**To do:** How many lines in the records below contain the word "target"? Answer with the number alone.

**Source records:**
------------

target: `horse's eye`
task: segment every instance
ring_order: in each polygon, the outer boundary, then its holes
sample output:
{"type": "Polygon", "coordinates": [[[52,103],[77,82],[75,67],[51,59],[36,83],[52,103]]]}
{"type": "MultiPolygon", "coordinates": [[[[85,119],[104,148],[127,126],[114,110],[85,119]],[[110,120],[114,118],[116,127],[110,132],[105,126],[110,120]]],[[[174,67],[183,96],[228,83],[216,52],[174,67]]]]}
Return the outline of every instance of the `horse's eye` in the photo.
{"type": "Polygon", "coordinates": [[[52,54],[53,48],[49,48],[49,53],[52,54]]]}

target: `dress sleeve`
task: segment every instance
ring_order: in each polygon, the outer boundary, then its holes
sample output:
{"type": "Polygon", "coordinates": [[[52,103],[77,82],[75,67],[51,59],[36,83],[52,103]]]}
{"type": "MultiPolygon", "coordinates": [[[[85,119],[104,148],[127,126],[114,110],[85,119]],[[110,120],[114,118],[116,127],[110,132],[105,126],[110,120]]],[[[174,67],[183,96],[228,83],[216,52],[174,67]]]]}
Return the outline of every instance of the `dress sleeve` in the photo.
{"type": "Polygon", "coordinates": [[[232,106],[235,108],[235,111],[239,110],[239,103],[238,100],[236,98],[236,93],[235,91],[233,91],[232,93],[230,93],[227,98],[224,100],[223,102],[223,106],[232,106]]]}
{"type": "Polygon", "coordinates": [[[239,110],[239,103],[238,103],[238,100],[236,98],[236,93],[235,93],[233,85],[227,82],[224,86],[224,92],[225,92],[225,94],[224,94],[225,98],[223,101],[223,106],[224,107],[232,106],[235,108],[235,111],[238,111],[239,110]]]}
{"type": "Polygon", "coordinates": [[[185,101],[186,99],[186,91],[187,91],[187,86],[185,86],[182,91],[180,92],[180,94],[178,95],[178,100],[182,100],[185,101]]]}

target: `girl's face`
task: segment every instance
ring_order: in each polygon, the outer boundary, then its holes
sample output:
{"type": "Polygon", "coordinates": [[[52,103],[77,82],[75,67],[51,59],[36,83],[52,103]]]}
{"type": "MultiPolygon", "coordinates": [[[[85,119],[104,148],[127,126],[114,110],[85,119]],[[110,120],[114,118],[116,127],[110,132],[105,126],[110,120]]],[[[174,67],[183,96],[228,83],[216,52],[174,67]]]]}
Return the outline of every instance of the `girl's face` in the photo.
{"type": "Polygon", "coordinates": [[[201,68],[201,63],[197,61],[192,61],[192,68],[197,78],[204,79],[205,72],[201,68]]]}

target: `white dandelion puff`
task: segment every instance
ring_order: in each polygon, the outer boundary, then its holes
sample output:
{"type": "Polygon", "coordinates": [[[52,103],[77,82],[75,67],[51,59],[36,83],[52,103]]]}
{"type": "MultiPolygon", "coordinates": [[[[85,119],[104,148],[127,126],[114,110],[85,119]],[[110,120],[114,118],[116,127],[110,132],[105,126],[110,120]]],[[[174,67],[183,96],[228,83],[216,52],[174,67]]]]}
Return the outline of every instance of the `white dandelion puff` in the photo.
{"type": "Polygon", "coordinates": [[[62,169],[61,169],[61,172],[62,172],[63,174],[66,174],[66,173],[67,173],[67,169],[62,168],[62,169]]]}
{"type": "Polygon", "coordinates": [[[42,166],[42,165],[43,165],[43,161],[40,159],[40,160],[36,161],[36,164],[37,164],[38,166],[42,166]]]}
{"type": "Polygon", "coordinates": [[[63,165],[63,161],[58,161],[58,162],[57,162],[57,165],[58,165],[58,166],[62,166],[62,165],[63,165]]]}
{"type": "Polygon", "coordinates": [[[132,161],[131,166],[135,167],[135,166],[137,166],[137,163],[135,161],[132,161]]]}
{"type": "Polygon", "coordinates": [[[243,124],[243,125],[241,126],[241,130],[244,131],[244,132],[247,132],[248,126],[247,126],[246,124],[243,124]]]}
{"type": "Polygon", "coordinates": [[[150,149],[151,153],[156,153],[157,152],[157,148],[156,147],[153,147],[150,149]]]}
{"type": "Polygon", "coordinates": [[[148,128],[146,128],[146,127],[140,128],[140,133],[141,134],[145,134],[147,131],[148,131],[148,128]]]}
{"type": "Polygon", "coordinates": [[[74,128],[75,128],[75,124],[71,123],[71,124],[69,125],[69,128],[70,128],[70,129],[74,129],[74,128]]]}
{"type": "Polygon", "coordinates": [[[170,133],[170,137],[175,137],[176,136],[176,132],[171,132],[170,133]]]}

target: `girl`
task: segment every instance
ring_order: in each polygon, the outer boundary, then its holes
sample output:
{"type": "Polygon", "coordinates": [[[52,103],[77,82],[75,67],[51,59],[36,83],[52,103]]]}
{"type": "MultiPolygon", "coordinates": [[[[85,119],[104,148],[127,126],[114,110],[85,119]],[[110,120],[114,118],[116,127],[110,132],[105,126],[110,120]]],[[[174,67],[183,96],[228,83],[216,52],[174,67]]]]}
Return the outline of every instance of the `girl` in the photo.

------------

**Answer area:** 5